Geschichten, die wir gerne geschrieben hätten (6) WC-Solar-Decathlon löst Problem Nr. 1
Wuppertal · In der Rundschau-Ausgabe vom 28. Dezember 2024 haben wir Artikel veröffentlicht, die wir 2024 sehr gerne verfasst hätten, wenn nicht alles ganz anders gekommen wäre. Begeben Sie sich mit uns auf eine Gute-Laune-Reise durch die jüngste Wuppertaler Stadtgeschichte, die so leider gar nicht stattgefunden hat, zum Jahresabschluss aber hoffentlich trotzdem für ein bisschen heitere Silvester-Stimmung sorgt. Und wer weiß: Vielleicht wird die eine oder andere erfundene Story 2025 ja doch noch Wirklichkeit. Hier die sechste.
Ein heißes Wuppertaler Eisen, das bisher kein Oberbürgermeister und keine wie auch immer geartete kommunale Parteien-Konstellation erfolgreich schmieden konnte, ist die Versorgung der Innenstädte mit öffentlichen Toiletten-Anlagen. Jetzt zeichnet sich dank einer Initiative von Bergischer Universität, Wirtschaftsförderung und Stadtmarketing eine Lösung ab.
Nur noch ältere Wuppertalerinnen und Wuppertaler können sich an die seit gefühlten Ewigkeiten geschlossene öffentliche WC-Anlage unter dem Neumarkt erinnern. Aus der Barmer City ist eine vergleichbare Konstruktion gar nicht bekannt – und auch anderswo in Wuppertal sind frei zugängliche Anlaufstellen für dringende Geschäfte dünn gesät.
Die Liste der gescheiterten Versuche, hier problemorientiert aktiv zu werden, ist lang. Niemandem in der Stadtverwaltung, an der Stadtspitze oder in den Bezirksvertretungen ist es bisher gelungen, diesen drängenden Wuppertaler Gordischen Knoten zu durchschlagen.
Dank einer Initiative der Bergischen Universität wird sich das nun aber ändern: Hatte die Uni es schon in den Jahren 2021 und 2022 geschafft, den europaweiten Nachwuchs-Architekturwettbewerb „Solar Decathlon Europe“ nach Wuppertal zu holen, haben die Fachbereiche Architektur und Public Interest jetzt gemeinsam einen Coup gelandet, der auch über die Stadt hinaus Signalwirkung hat. Im Sommer findet auf dem großen Freigelände zwischen Utopiastadt und Alter Glaserei am Mirker Bahnhof der weltweit erste „WC-Solar-Decathlon“ statt. Studierende aus Architektur, Bauingenieurwesen, Haus- und Umwelttechnik sowie Design werden dann 22 verschiedene zukunftsorientierte sowie vor allem mobile und platzsparende WC-Anlagen präsentieren, die an ganz unterschiedlichen Stellen der Stadt aufstellbar sind.

Auszüge aus Datensätzen>
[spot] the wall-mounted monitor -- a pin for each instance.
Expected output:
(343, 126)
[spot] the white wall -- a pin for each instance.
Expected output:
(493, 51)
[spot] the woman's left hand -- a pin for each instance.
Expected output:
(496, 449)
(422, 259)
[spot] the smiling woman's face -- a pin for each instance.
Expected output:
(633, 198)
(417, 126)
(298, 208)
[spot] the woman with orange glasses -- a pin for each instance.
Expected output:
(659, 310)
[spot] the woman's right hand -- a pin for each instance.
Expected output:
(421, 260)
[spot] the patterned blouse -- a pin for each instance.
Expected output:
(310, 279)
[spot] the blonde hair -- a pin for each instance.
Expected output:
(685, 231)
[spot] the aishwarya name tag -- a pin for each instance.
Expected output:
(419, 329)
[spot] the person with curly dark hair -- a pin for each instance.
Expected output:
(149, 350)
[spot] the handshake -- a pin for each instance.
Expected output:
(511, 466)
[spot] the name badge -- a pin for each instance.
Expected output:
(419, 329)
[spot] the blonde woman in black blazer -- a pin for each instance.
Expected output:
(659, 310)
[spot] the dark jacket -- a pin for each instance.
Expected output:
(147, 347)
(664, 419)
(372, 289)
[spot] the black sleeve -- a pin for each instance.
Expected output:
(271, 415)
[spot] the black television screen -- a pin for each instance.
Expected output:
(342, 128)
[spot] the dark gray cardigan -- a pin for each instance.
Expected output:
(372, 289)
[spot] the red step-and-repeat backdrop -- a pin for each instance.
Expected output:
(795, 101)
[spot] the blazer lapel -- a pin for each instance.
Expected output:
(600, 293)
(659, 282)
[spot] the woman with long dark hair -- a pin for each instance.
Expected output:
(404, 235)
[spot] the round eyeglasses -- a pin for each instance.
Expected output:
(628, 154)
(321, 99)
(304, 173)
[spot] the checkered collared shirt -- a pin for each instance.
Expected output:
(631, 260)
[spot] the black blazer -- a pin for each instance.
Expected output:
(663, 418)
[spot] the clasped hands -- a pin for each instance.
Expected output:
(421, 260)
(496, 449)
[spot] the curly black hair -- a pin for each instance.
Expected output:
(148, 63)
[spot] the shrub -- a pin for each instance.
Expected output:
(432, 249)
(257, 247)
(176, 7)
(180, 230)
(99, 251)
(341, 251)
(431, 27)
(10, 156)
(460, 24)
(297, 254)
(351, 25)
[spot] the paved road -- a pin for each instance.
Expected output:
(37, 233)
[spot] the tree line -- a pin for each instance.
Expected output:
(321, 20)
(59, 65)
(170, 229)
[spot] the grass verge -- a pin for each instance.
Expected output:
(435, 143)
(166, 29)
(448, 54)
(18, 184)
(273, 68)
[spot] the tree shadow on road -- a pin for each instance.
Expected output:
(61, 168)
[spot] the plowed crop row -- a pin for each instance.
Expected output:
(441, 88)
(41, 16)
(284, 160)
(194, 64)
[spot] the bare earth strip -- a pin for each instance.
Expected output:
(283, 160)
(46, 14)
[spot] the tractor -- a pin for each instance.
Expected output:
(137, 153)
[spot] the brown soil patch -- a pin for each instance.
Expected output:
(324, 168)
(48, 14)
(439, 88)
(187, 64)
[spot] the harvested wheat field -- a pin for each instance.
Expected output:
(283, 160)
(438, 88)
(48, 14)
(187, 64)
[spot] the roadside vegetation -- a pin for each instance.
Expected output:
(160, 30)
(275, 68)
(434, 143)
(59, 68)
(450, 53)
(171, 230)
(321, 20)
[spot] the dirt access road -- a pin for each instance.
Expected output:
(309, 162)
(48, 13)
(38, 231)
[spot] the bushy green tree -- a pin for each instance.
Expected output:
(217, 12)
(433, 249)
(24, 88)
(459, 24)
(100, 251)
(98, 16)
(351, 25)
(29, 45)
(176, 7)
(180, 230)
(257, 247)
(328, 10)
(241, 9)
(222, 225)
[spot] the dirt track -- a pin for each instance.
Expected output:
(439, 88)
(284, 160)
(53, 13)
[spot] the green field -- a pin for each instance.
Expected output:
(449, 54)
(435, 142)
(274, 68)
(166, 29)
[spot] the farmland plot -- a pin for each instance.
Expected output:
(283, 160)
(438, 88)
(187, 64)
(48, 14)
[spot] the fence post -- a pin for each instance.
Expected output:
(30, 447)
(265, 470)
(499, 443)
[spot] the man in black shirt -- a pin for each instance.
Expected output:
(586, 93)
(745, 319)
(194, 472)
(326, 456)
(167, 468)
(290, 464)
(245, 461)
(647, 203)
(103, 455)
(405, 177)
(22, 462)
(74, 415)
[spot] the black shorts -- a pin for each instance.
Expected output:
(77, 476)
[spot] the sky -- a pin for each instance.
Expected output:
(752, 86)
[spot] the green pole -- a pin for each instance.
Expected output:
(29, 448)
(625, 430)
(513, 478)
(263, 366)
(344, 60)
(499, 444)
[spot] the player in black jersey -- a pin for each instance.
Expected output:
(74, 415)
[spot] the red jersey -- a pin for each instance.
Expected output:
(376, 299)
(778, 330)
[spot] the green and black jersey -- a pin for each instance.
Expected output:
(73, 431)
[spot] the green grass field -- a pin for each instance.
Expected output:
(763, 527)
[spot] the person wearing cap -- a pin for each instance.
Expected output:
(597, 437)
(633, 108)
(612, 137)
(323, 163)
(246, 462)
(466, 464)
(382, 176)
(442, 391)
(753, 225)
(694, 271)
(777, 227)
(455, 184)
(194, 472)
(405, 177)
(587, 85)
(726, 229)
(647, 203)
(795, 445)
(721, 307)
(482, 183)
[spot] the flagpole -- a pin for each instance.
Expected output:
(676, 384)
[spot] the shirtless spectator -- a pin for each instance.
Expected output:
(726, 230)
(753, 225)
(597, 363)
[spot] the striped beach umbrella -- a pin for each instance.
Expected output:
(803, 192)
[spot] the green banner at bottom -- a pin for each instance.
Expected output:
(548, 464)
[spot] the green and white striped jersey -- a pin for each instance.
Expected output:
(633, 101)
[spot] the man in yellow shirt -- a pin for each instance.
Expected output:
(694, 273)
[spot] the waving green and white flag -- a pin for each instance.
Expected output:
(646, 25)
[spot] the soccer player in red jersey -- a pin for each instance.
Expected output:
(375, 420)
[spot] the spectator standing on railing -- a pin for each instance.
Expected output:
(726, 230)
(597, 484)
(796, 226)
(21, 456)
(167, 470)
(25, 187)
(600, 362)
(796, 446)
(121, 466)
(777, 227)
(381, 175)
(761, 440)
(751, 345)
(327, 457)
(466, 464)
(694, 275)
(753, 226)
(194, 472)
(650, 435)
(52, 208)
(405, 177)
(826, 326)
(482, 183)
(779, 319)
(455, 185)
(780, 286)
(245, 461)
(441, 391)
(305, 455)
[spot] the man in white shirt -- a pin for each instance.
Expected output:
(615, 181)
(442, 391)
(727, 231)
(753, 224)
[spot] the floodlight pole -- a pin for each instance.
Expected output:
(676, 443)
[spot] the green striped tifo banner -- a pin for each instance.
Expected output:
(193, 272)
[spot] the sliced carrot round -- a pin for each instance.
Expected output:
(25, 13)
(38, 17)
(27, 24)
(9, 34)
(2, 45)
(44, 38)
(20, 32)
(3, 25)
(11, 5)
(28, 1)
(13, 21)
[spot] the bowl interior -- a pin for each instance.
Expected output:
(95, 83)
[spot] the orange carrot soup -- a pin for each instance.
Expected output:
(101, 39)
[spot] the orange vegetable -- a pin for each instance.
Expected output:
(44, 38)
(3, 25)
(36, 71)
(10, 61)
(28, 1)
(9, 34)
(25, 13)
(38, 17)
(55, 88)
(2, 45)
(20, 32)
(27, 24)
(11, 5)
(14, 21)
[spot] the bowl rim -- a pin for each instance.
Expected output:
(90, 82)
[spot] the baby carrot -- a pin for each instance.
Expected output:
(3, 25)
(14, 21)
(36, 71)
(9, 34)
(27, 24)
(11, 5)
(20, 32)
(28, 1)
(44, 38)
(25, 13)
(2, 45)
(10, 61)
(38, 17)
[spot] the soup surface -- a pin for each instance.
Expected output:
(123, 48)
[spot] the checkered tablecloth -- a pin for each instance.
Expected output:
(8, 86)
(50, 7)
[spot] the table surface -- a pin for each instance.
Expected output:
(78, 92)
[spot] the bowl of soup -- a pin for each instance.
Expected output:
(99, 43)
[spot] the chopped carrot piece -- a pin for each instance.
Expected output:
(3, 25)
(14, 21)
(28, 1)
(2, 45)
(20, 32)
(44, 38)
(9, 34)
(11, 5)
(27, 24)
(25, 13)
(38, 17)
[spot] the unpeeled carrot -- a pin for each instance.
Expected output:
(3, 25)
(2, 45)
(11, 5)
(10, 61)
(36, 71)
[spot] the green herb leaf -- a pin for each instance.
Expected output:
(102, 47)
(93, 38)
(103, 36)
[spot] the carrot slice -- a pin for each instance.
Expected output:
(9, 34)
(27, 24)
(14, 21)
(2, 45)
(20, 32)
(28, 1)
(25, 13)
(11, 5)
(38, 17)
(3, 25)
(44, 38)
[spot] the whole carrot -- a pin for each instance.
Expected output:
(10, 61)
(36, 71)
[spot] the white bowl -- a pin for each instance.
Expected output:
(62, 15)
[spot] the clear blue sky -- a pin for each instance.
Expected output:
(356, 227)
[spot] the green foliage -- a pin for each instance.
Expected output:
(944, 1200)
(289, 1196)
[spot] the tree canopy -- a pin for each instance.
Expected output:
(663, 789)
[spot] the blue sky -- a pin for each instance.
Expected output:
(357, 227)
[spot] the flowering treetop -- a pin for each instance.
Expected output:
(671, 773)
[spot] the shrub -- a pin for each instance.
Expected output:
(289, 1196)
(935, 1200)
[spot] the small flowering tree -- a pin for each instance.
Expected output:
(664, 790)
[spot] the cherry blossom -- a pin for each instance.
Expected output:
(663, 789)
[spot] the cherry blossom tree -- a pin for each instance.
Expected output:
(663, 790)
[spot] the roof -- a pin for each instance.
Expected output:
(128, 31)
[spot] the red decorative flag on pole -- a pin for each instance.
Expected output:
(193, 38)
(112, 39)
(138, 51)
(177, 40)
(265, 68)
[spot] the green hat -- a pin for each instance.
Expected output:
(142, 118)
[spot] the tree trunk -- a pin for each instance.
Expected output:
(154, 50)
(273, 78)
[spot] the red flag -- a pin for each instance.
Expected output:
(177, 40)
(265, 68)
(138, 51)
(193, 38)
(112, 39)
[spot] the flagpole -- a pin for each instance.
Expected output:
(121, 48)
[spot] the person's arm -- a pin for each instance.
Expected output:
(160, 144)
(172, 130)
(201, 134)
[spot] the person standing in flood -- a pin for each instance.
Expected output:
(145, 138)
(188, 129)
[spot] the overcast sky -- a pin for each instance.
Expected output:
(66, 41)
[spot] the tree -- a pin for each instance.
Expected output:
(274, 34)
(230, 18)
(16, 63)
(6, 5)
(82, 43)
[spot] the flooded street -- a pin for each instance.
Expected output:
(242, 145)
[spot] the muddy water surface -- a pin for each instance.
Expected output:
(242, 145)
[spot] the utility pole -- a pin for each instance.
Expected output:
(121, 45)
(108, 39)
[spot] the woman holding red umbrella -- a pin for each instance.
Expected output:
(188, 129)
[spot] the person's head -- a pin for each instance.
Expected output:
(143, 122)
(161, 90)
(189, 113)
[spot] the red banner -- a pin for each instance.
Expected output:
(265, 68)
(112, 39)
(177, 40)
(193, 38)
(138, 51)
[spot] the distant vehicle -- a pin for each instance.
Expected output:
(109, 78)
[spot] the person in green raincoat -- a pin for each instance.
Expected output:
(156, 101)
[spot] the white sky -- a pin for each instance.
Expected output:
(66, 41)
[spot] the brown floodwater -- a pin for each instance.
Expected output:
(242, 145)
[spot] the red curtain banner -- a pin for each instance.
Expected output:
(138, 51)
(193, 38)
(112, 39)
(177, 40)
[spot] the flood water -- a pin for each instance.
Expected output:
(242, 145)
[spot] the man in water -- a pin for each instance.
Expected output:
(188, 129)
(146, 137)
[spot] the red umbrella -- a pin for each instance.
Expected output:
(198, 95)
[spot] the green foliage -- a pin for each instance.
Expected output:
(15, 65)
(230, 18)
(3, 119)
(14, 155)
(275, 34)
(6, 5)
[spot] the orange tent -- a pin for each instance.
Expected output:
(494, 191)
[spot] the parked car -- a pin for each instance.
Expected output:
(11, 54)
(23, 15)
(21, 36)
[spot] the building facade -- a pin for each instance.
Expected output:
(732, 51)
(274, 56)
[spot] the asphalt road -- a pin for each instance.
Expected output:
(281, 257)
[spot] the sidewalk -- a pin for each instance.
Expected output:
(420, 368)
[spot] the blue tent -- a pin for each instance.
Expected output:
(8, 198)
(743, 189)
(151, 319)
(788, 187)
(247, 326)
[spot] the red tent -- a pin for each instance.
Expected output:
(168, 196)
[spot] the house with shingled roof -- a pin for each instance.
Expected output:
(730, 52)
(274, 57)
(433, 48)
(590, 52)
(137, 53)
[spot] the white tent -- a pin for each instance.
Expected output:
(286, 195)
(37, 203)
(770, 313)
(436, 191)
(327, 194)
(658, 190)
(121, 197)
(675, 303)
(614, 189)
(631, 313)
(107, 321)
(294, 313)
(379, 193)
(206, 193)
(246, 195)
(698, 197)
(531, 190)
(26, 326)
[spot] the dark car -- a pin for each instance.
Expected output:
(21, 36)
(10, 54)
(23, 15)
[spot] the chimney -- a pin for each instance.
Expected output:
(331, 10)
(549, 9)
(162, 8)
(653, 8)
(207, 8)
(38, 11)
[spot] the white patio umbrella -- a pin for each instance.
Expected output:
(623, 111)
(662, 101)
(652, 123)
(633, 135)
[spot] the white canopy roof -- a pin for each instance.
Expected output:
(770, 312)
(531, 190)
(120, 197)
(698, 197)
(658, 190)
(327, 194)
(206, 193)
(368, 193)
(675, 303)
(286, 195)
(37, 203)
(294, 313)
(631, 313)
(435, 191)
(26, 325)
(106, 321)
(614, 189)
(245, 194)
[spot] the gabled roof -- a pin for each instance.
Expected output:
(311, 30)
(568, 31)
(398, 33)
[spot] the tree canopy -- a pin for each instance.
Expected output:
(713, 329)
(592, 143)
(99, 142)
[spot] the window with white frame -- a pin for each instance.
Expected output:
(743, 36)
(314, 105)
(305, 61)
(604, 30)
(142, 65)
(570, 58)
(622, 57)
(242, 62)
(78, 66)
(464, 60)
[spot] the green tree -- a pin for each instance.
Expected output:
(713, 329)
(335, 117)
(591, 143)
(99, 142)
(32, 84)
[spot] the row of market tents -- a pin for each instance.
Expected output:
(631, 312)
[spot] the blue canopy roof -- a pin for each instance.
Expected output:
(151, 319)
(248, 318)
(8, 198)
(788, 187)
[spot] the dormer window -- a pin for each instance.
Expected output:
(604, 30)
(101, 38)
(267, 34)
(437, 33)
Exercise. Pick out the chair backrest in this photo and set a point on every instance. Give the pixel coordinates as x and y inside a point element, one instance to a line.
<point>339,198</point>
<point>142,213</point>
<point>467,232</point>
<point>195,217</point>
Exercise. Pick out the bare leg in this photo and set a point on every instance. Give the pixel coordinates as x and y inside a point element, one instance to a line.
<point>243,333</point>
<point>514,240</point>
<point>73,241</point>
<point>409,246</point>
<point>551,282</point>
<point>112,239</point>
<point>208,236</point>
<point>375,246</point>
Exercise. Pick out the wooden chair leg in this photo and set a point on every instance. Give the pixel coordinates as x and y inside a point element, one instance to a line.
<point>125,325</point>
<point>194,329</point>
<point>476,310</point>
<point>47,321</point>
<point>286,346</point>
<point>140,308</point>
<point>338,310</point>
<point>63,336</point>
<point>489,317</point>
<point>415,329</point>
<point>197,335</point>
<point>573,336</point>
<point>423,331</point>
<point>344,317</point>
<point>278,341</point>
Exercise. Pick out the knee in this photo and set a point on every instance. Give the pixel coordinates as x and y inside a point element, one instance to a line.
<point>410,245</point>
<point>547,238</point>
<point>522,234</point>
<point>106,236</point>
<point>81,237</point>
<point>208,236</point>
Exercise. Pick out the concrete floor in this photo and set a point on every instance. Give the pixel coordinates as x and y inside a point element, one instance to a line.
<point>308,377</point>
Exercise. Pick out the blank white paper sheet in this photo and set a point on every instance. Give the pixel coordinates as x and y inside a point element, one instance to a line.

Anforderungen>
1 > Können Sie den Absatz der Geschichte über den WC-Solar-Decathlon, der mit „Dank einer Initiative der Bergischen Universität“ beginnt, als knappe Liste wiedergeben, ohne seine wesentlichen Fakten zu verlieren?
2 > Schreiben Sie, was in der Geschichte über den WC-Solar-Decathlon auf ihren letzten Satz folgen könnte.
Die Zeilen sind eigenständiges Material und gehören nicht zur Geschichte über den WC-Solar-Decathlon.

Ergebnisse der Aufgaben>
1 >
- Die Bergische Universität hatte 2021 und 2022 den europaweiten Nachwuchs-Architekturwettbewerb „Solar Decathlon Europe“ nach Wuppertal geholt.
- Nun haben die Fachbereiche Architektur und Public Interest gemeinsam einen Coup mit Signalwirkung über die Stadt hinaus gelandet.
- Im Sommer findet auf dem Freigelände zwischen Utopiastadt und Alter Glaserei am Mirker Bahnhof der weltweit erste „WC-Solar-Decathlon“ statt.
- Studierende aus Architektur, Bauingenieurwesen, Haus- und Umwelttechnik sowie Design präsentieren dort 22 zukunftsorientierte, mobile und platzsparende WC-Anlagen, die sich an ganz unterschiedlichen Stellen der Stadt aufstellen lassen.

2 >
Die Energieversorgung der im hippen Fachjargon „Tiny (= winzig) Häuschen“ genannten Bau-Konstruktionen erfolgt über Solarpaneele auf den Dächern, in die auch kleine, aber sehr effektive Windräder integriert werden können. Im Innern finden sich die üblichen Einrichtungen, deren Wasserversorgung durch ein Miniatur-Biokläranlagen-System über etwa sechs Monate aus sich selbst heraus sichergestellt wird. Erst nach Ablauf dieser Zeit ist das Nachfüllen von Frischwasser erforderlich.
Durch diese Energie- und Technik-Features sind die zukünftigen City-WCs unabhängige „Selbstversorger“. Zeitraubende und teure Bodenaufriss-Arbeiten oder das Verlegen von Leitungen entfallen.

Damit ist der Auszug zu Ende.